** TRABAJO REQUERIDO **
Reproduce literalmente el tramo de filas que abre con la primera de ellas y cierra con la línea que contiene "[474,262,506,284]", ambas incluidas.

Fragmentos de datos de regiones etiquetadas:
◇ ◇ ◇ ◇ ◇ ◇ ◇

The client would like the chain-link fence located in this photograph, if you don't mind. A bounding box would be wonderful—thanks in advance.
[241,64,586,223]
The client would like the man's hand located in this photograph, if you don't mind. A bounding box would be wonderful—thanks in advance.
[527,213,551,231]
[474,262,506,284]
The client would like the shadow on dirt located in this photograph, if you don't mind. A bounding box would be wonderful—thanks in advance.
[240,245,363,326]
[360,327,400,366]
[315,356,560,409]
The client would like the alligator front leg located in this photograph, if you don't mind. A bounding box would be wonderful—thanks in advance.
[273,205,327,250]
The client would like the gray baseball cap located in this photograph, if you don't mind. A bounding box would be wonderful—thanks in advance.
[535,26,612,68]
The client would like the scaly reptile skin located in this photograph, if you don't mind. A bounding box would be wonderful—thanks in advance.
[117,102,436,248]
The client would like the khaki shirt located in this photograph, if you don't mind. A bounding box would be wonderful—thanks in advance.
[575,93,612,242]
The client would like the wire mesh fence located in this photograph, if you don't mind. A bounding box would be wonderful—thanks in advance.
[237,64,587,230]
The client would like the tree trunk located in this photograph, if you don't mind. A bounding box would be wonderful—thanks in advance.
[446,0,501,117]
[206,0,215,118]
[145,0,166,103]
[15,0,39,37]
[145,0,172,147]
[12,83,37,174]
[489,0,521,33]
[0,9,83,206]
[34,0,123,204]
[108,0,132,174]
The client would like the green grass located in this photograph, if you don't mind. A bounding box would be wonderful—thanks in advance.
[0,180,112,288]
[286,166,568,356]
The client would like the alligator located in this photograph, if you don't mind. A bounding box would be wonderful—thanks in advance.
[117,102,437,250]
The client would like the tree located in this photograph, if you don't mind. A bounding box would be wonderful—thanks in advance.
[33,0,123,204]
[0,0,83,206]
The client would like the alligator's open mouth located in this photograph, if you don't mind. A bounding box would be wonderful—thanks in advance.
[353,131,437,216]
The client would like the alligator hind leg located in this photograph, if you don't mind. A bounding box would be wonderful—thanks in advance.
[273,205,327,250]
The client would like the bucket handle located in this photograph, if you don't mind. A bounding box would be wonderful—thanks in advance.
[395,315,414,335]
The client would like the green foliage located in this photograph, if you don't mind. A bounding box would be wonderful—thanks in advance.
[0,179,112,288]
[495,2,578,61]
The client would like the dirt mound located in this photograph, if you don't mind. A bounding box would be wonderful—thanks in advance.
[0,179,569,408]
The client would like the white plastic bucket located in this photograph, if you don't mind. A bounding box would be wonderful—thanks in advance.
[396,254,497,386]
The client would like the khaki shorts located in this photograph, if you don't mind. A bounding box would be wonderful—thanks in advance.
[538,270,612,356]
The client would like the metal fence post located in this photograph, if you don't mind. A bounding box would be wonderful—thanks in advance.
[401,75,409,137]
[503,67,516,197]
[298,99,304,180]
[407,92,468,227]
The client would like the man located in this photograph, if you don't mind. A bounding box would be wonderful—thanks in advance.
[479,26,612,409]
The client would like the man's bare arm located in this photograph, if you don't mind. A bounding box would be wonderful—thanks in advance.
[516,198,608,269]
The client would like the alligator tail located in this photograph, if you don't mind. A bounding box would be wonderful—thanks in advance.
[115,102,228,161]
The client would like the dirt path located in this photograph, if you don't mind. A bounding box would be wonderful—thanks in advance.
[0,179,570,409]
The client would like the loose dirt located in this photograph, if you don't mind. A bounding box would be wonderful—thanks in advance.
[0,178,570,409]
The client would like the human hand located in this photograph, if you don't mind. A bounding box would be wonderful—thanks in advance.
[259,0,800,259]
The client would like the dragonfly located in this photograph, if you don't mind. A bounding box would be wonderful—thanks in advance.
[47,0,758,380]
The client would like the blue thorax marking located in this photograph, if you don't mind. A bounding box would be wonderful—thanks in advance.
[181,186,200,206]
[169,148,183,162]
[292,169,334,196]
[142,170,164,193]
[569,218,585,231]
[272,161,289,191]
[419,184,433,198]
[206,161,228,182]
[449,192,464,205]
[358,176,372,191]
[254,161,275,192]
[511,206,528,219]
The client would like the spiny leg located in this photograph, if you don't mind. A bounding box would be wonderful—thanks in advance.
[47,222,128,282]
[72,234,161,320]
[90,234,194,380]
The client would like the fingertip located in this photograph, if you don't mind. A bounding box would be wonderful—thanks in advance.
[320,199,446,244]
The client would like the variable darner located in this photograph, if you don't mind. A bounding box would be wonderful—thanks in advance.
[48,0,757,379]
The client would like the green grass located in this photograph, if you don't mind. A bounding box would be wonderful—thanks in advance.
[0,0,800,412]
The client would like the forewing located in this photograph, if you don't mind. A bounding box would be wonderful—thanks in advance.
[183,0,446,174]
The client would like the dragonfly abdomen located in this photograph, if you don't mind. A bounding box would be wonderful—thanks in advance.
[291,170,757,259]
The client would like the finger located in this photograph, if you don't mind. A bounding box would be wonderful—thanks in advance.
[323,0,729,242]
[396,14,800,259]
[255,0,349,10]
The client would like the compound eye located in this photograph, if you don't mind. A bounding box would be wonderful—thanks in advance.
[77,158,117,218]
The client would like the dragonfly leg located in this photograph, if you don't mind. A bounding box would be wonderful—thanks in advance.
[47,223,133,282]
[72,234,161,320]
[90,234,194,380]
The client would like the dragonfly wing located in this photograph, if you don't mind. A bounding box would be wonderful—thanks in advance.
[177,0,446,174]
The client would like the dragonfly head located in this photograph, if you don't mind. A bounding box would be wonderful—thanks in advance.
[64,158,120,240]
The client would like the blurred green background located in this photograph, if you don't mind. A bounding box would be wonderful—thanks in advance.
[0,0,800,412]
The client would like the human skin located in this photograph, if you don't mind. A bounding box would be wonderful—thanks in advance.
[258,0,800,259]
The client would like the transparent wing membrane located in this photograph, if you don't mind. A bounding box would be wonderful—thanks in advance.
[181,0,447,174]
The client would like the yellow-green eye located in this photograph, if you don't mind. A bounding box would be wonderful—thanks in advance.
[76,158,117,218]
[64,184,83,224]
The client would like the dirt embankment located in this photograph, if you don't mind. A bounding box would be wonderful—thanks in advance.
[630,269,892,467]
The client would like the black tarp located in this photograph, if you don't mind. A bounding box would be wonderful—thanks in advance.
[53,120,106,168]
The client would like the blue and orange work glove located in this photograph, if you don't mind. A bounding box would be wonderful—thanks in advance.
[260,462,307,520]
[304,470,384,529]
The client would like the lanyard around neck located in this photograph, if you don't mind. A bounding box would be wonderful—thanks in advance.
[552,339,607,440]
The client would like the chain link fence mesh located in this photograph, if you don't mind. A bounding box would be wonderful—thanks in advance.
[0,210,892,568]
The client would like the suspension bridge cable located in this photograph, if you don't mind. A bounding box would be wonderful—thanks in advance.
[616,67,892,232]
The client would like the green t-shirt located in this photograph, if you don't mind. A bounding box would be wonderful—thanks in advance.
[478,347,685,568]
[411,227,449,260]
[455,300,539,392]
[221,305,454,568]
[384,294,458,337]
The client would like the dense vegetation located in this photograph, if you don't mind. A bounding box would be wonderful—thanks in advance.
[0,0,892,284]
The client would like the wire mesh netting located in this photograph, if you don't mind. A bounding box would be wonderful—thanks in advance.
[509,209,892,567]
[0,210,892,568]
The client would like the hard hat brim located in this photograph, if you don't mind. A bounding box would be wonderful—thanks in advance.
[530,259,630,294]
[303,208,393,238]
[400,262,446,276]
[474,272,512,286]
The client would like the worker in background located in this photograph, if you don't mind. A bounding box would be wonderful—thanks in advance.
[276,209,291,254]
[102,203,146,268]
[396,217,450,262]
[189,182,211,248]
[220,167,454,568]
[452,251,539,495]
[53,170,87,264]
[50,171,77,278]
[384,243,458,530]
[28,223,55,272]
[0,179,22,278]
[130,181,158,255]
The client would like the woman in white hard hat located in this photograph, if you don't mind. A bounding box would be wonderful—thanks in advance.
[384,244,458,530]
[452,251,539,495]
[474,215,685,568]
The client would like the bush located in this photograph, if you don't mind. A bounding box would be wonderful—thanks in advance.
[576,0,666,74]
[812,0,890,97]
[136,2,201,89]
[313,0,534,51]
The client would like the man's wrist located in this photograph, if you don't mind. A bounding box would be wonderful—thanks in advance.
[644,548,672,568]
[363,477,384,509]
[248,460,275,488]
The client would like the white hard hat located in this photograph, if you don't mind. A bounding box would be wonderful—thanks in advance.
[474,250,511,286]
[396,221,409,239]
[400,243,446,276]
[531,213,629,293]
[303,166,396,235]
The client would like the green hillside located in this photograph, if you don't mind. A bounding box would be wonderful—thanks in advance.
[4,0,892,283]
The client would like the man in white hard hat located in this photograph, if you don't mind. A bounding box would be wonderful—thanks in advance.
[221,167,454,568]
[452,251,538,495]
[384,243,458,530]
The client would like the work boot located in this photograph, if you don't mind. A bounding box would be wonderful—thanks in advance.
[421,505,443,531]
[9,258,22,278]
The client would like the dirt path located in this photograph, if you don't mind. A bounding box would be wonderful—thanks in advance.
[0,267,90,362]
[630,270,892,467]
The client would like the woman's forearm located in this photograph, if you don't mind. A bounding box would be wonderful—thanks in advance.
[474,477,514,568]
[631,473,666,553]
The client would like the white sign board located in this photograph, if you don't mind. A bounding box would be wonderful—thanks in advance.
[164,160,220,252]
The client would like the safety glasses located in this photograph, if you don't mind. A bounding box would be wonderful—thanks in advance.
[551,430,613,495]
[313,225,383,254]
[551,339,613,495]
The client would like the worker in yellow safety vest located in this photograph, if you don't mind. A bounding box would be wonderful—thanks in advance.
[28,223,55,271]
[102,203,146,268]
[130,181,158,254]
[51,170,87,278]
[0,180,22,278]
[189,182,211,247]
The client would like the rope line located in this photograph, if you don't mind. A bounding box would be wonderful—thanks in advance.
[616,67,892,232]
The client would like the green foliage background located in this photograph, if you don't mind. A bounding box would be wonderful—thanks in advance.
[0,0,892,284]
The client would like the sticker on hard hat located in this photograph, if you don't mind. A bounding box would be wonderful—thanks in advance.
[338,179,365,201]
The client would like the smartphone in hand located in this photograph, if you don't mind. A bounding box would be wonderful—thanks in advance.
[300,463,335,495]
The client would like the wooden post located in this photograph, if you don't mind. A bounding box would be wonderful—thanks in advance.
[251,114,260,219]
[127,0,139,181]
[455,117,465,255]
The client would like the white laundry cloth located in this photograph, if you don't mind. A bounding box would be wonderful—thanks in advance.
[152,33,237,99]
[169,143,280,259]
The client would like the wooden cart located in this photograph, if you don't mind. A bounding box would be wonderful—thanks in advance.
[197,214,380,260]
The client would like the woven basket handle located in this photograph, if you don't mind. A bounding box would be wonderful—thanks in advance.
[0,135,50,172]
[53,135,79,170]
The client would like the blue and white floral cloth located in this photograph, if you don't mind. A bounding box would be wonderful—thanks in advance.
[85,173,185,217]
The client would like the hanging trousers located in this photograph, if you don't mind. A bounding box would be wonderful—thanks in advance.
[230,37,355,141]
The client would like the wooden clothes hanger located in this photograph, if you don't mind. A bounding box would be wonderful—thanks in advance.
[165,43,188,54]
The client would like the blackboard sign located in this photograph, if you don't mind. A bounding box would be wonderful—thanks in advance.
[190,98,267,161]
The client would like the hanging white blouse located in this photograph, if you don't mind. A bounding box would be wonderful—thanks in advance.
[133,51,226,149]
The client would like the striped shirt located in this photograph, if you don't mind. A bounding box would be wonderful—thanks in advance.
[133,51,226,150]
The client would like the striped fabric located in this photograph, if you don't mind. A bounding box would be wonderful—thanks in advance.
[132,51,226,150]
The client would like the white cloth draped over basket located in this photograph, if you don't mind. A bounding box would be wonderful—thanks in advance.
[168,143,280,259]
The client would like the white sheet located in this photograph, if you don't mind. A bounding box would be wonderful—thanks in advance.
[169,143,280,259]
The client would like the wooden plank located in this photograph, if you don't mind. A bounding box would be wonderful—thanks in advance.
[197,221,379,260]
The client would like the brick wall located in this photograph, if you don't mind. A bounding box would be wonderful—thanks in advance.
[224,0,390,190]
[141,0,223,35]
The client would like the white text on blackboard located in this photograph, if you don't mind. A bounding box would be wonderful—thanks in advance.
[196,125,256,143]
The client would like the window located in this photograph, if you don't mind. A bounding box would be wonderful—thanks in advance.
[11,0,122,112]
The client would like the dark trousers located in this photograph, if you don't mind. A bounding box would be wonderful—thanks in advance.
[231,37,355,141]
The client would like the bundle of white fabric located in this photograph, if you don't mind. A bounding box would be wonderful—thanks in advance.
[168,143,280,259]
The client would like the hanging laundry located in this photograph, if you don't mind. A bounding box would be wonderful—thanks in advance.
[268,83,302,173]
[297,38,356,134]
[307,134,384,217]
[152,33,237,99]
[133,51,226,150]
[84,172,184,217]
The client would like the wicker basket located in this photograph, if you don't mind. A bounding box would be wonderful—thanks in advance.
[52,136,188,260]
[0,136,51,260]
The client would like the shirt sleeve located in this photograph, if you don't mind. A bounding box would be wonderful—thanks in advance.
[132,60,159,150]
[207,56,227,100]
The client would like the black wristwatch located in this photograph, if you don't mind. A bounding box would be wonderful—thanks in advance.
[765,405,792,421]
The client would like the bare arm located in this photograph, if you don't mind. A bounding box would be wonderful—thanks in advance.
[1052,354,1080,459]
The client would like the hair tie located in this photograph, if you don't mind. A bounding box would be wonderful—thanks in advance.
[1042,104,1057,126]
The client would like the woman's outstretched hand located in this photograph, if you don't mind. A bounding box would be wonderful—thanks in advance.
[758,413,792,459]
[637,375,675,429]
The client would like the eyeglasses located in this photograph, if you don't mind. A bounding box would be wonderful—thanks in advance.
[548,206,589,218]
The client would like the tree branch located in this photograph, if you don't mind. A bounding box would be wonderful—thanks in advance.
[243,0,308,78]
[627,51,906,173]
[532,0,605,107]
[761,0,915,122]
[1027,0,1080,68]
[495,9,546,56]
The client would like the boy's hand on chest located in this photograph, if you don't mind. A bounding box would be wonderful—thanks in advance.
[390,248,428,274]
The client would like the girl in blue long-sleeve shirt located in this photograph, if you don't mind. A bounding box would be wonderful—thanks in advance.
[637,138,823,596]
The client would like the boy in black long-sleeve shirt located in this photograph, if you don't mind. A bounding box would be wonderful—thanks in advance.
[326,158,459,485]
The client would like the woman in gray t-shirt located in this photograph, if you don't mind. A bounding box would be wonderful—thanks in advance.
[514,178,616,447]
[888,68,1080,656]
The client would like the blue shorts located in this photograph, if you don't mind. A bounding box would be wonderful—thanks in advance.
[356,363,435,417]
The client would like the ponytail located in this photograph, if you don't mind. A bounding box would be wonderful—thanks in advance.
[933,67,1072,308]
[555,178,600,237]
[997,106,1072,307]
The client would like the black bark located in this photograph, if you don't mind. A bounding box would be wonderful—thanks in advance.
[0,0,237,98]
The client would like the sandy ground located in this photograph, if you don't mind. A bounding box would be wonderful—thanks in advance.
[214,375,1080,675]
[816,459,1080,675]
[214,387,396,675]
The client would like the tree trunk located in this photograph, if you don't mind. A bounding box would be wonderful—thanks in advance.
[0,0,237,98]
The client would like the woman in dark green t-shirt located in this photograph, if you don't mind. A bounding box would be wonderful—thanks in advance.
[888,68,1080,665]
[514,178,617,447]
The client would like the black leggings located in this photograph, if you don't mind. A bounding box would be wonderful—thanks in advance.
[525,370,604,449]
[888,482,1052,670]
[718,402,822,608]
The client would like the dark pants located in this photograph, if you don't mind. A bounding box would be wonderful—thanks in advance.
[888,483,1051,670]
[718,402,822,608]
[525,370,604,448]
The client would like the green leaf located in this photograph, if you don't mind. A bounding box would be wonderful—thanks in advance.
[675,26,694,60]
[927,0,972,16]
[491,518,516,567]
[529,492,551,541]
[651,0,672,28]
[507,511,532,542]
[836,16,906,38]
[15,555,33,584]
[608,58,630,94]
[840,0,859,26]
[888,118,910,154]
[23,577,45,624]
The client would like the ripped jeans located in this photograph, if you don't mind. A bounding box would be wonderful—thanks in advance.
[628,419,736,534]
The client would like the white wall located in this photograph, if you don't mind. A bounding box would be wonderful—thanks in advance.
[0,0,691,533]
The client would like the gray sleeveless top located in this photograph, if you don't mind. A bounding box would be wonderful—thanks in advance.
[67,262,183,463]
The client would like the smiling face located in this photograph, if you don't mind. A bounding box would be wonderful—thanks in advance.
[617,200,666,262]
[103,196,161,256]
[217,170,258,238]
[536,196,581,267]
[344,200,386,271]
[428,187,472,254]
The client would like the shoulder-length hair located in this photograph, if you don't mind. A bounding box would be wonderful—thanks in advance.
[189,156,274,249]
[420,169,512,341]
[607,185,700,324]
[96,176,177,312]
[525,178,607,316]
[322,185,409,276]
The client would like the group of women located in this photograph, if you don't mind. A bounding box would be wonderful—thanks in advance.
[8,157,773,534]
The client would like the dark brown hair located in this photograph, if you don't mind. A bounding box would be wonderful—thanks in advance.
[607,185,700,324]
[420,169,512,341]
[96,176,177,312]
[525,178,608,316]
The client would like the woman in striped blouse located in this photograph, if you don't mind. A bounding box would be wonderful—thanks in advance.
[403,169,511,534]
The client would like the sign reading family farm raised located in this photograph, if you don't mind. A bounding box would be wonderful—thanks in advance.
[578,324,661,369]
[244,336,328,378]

◇ ◇ ◇ ◇ ◇ ◇ ◇

** TAREA COMPLETADA **
The client would like the chain-link fence located in this photograph, if you don't mind. A bounding box would be wonderful—thanks in advance.
[241,64,586,223]
The client would like the man's hand located in this photograph, if you don't mind. A bounding box would be wonderful—thanks in advance.
[527,213,551,231]
[474,262,506,284]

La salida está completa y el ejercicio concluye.